• [STUDY MATERIAL]
▶
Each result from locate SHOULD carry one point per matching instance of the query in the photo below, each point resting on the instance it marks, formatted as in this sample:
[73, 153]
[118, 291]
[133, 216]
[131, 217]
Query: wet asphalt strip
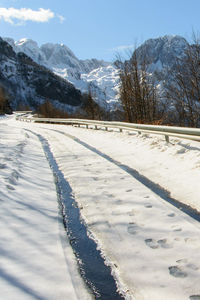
[156, 188]
[96, 275]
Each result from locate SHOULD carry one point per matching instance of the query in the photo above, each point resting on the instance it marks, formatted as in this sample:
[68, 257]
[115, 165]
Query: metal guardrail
[167, 131]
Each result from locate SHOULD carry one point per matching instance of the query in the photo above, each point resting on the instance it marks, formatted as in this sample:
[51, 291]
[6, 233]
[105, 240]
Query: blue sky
[98, 28]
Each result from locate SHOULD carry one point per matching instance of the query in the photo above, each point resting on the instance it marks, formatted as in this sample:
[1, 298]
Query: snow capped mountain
[27, 82]
[62, 61]
[97, 76]
[162, 52]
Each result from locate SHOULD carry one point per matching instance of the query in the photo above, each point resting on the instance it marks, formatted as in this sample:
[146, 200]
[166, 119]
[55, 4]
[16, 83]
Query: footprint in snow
[195, 297]
[171, 215]
[133, 228]
[3, 166]
[162, 243]
[151, 243]
[176, 228]
[9, 187]
[177, 271]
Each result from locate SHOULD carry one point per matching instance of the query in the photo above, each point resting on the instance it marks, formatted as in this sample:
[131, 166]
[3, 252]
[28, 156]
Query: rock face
[100, 77]
[29, 83]
[81, 73]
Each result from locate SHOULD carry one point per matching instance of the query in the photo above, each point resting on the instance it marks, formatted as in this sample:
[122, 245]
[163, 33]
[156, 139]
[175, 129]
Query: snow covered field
[152, 247]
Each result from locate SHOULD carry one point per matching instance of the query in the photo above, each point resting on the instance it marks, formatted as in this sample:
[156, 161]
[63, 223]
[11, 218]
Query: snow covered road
[151, 246]
[36, 261]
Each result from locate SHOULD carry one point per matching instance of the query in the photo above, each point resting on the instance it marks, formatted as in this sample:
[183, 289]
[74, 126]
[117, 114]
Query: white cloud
[11, 14]
[61, 18]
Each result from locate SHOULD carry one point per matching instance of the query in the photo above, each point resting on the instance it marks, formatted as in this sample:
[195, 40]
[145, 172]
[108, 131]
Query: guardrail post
[167, 138]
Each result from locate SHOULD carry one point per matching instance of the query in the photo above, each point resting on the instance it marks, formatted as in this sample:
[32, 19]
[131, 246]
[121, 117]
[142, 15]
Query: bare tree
[4, 102]
[138, 91]
[183, 90]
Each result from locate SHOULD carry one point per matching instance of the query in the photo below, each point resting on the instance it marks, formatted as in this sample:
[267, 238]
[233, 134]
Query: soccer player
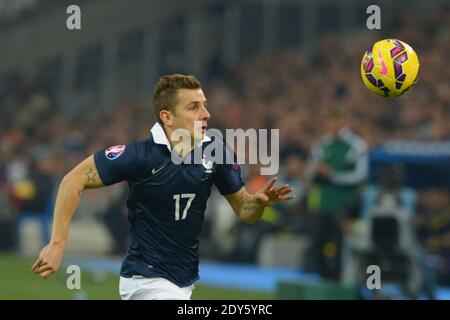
[166, 201]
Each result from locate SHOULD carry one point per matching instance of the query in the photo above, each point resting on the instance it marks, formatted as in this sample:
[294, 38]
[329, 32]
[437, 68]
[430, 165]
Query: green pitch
[18, 282]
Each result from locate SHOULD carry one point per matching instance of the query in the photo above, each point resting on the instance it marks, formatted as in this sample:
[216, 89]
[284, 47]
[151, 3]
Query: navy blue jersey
[166, 205]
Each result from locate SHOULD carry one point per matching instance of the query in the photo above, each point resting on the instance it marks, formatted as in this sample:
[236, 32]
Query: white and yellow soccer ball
[390, 68]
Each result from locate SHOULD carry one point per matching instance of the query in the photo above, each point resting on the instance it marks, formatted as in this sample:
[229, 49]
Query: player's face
[191, 106]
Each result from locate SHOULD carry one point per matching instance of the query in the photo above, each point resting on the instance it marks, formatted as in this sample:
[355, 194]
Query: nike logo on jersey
[159, 169]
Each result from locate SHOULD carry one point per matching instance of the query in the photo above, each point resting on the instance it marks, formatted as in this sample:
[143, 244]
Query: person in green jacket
[336, 171]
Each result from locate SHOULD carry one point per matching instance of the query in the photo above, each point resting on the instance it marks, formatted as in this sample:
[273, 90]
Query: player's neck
[182, 146]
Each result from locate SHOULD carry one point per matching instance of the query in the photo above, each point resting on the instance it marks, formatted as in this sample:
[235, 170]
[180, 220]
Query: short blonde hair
[165, 92]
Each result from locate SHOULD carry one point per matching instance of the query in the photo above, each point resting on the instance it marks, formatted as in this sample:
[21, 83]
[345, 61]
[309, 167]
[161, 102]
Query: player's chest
[169, 177]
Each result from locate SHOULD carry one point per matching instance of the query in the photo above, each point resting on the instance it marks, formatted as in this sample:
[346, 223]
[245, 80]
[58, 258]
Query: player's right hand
[49, 260]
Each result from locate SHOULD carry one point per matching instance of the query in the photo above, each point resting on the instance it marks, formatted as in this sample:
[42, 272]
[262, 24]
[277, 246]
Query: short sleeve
[122, 162]
[227, 176]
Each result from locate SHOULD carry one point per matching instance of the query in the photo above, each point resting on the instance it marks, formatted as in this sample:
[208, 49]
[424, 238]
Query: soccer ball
[390, 68]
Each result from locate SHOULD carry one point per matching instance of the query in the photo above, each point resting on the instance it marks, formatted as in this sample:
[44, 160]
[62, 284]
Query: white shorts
[140, 288]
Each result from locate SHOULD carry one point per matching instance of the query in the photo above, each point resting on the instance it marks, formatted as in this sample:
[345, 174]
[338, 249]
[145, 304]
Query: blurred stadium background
[292, 65]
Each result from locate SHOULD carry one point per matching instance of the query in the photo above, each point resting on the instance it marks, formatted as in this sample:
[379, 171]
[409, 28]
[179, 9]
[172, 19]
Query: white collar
[159, 136]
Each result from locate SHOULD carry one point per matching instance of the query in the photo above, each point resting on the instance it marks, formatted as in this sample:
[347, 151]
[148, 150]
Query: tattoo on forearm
[91, 177]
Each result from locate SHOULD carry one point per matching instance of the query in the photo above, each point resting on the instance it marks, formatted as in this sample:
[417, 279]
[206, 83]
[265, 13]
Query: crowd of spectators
[288, 90]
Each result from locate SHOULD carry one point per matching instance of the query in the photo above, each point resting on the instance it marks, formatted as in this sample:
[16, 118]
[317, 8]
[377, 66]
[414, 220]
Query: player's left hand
[269, 195]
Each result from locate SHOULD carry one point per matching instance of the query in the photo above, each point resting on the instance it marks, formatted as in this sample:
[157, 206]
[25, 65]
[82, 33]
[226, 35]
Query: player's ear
[166, 117]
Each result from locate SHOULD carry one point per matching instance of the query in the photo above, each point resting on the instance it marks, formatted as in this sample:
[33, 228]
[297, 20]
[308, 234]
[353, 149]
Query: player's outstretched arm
[83, 176]
[250, 207]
◀
The entries above are to be reproduced exactly, with the pictures dropped.

• [ANSWER SECTION]
Each result from locate SHOULD carry one point per matching instance of the query in the photo below, each point resting on the instance it marks, formatted as in this sample:
[73, 153]
[118, 291]
[133, 216]
[131, 217]
Query: wet asphalt strip
[156, 188]
[96, 275]
Each result from locate SHOULD carry one point per matching instance of the query in the photo above, each point resting on the instance it marks, formatted as in this sample:
[68, 257]
[115, 165]
Query: metal guardrail
[167, 131]
Each result from locate SHOULD carry one point per matching instance of the query in the photo above, each point resting on the instance it marks, formatted as in this sample:
[51, 291]
[6, 233]
[105, 240]
Query: blue sky
[98, 28]
Each result from locate SHOULD carry one point per matching instance of the query in the photo above, each point resting on the instance it marks, formatted as in this sample:
[1, 298]
Query: snow capped mountain
[27, 82]
[62, 61]
[97, 76]
[162, 52]
Each result from locate SHOULD carry one point per matching instance of the query in the photo above, each point resting on the instance it marks, formatted as in this sample:
[146, 200]
[166, 119]
[55, 4]
[16, 83]
Query: footprint in snow
[195, 297]
[171, 215]
[133, 228]
[3, 166]
[162, 243]
[151, 243]
[176, 228]
[9, 187]
[177, 271]
Each result from locate SHOULD carry one point per matching instance of the query in the photo above, each point resting on the instance it marks, formatted as in this sample:
[131, 166]
[3, 252]
[28, 156]
Query: rock face
[100, 77]
[29, 83]
[81, 73]
Each result from locate SHOULD carry one point per matching instance of the query in the photo above, each point resting on the instance it marks, formatted as in this sample:
[122, 245]
[163, 33]
[156, 139]
[175, 129]
Query: snow covered field
[152, 247]
Each result from locate SHOULD carry one point per matching instance of the query in the photo above, each point resting on the instance it marks, formatted as in this sample:
[156, 161]
[63, 223]
[11, 218]
Query: snow covered road
[151, 246]
[36, 261]
Each result from locate SHOULD carry one point per matching instance of the query in the photo above, each point resting on the instance it marks, formatted as in this sample:
[183, 289]
[74, 126]
[117, 114]
Query: white cloud
[11, 14]
[61, 18]
Each result from locate SHOULD carry one point per matching instance of the query in the photo above, each point resting on the instance it marks, formatted as in this sample:
[195, 40]
[145, 172]
[108, 131]
Query: guardrail post
[167, 138]
Each result from locate SHOULD carry one point per matching instance of the query in the photo above, each point resting on the instance it marks, formatted as in this sample:
[32, 19]
[131, 246]
[121, 117]
[142, 15]
Query: bare tree
[4, 102]
[138, 91]
[183, 90]
Each result from locate SHOULD carry one point per matching instance of the query in the photo below, each point resting on the instance it marks, formatted as in this sample:
[267, 238]
[233, 134]
Query: soccer player
[166, 201]
Each result from locate SHOULD carry one point per matching instance of the query in the photo above, each point resting on the instance it marks, formatted as in this sample:
[294, 38]
[329, 32]
[437, 68]
[430, 165]
Query: green pitch
[18, 282]
Each result from locate SHOULD carry one point per matching instance of the query in the photo above, each point resting on the instance it marks, formatted as in this sample:
[216, 89]
[284, 47]
[151, 3]
Query: navy blue jersey
[166, 205]
Each result from locate SHOULD carry one point per matching instance of the query in the photo above, each point resting on the instance it marks, formatted as in this sample:
[236, 32]
Query: white and yellow soccer ball
[390, 68]
Each result from locate SHOULD carry one point per matching instance of the query in the photo above, each point resting on the instance it marks, formatted as in this sample:
[229, 49]
Query: player's face
[191, 106]
Each result from locate SHOULD carry one point per matching instance of the query in the photo above, each point resting on the instance it marks, formatted as in this sample:
[355, 194]
Query: nike logo on jersey
[159, 169]
Each result from locate SHOULD carry one point per matching instance of the query in the photo above, each point resting on the instance it marks, formatted as in this sample:
[143, 244]
Query: person in green jacket
[336, 171]
Each result from locate SHOULD carry one point per matching instance of the query in the photo above, each point resting on the instance it marks, formatted as in this sample:
[273, 90]
Query: player's neck
[182, 146]
Each result from locate SHOULD carry one point per matching instance of the query in the photo above, each point resting on the instance it marks, formatted as in this sample:
[235, 170]
[180, 220]
Query: short blonde hair
[165, 92]
Each result from locate SHOULD carry one point per matching instance of the query in the photo above, each point resting on the instance it marks, formatted as in this sample:
[21, 83]
[345, 61]
[309, 167]
[161, 102]
Query: player's chest
[169, 177]
Each result from locate SHOULD carry one point per matching instance of the query in the photo above, each point resting on the instance it marks, formatted as in this sample:
[346, 223]
[245, 80]
[58, 258]
Query: player's right hand
[49, 260]
Each result from locate SHOULD carry one point per matching instance of the query in the photo above, each point resting on the instance it marks, formatted as in this sample:
[42, 272]
[262, 24]
[277, 246]
Query: short sleeve
[122, 162]
[227, 176]
Each result from locate SHOULD carry one point per matching instance of the query in the photo above, each point resting on the instance it marks, formatted as in this sample:
[208, 49]
[424, 238]
Query: soccer ball
[390, 68]
Each result from locate SHOULD carry one point per matching instance of the query in the photo above, each point resting on the instance it marks, formatted as in this sample:
[44, 160]
[62, 284]
Query: white shorts
[140, 288]
Each result from locate SHOULD carry one point per matching instance of the query in the photo above, each point resting on the instance it marks, formatted as in this sample:
[345, 174]
[338, 249]
[145, 304]
Query: blurred stadium background
[292, 65]
Each result from locate SHOULD carry one point per matching instance of the query in the photo above, each point resting on the instance it marks, formatted as in this sample:
[379, 171]
[409, 28]
[179, 9]
[172, 19]
Query: white collar
[159, 136]
Each result from locate SHOULD carry one point per matching instance of the query in the photo above, each point resting on the instance it marks, formatted as in this sample:
[347, 151]
[148, 150]
Query: tattoo on forearm
[91, 177]
Each result from locate SHOULD carry one point per matching instance of the query in the photo above, each point resting on the instance it marks, formatted as in this sample:
[417, 279]
[206, 83]
[265, 13]
Query: crowd of spectators
[288, 90]
Each result from locate SHOULD carry one point per matching instance of the query in the photo above, each point resting on the instance it marks, formatted as in this sample:
[16, 118]
[317, 8]
[377, 66]
[414, 220]
Query: player's left hand
[269, 195]
Each result from locate SHOULD carry one point per matching instance of the query in the photo above, each point resting on the instance it marks, formatted as in this sample:
[157, 206]
[25, 65]
[82, 33]
[226, 35]
Query: player's ear
[166, 117]
Each result from locate SHOULD carry one point per matching instance of the query in the photo above, each point resting on the instance it marks, formatted as in this sample:
[33, 228]
[297, 20]
[308, 234]
[353, 149]
Query: player's outstretched arm
[83, 176]
[250, 207]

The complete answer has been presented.